• _Goal_:
Starting from the line containing "chunk with green", write out every remaining line exactly, the last one included.

• _Extracted records_:
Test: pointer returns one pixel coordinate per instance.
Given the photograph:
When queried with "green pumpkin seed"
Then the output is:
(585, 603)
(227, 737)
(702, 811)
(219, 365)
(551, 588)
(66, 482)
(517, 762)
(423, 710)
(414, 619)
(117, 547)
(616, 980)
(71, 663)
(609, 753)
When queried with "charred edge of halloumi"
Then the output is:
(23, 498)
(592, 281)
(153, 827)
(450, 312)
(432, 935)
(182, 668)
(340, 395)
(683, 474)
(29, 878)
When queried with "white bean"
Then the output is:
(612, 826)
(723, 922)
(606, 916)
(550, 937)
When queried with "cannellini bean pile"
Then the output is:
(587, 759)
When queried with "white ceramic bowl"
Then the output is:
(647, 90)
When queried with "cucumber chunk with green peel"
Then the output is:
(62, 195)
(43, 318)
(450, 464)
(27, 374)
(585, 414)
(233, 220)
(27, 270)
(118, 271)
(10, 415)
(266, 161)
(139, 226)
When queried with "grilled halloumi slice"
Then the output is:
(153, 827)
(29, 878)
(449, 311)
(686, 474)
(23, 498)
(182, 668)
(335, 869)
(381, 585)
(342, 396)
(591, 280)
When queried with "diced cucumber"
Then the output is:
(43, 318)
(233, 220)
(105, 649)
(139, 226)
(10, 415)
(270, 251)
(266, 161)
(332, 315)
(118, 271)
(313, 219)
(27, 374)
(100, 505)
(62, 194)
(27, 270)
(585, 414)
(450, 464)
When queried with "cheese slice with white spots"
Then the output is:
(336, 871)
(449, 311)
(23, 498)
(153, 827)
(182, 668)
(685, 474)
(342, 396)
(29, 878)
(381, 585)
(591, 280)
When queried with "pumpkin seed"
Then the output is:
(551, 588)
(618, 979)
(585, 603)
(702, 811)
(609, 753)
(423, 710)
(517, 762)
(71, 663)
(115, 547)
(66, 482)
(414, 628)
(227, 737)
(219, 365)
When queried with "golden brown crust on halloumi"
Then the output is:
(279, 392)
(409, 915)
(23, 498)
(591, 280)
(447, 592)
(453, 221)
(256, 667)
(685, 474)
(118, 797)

• _Answer for this exercise_:
When queried with "cucumber chunk with green peel"
Then the output is:
(62, 195)
(43, 318)
(450, 464)
(27, 374)
(585, 414)
(233, 220)
(27, 270)
(118, 271)
(10, 415)
(266, 161)
(139, 226)
When queried with "grilled halloumi slice"
Then the output is:
(153, 827)
(29, 878)
(449, 311)
(686, 474)
(23, 498)
(182, 668)
(335, 869)
(381, 585)
(342, 396)
(591, 280)
When queried with "diced cucumber"
Then the output is:
(43, 318)
(233, 220)
(105, 649)
(139, 226)
(10, 415)
(270, 251)
(266, 161)
(332, 315)
(118, 271)
(313, 219)
(27, 374)
(100, 505)
(62, 194)
(27, 270)
(585, 414)
(450, 464)
When queried with "cheese slice with white spots"
Then the output is:
(336, 871)
(449, 311)
(23, 498)
(153, 827)
(182, 668)
(685, 474)
(342, 396)
(29, 878)
(381, 585)
(591, 280)
When queried with "pumpkin seed"
Then the output is:
(551, 588)
(618, 979)
(585, 603)
(702, 811)
(609, 753)
(423, 710)
(517, 762)
(71, 663)
(115, 547)
(66, 482)
(414, 628)
(227, 737)
(219, 365)
When queried with "golden brown crust on halloumi"
Then the output is:
(279, 392)
(409, 915)
(23, 498)
(591, 280)
(447, 592)
(453, 221)
(256, 667)
(685, 474)
(118, 797)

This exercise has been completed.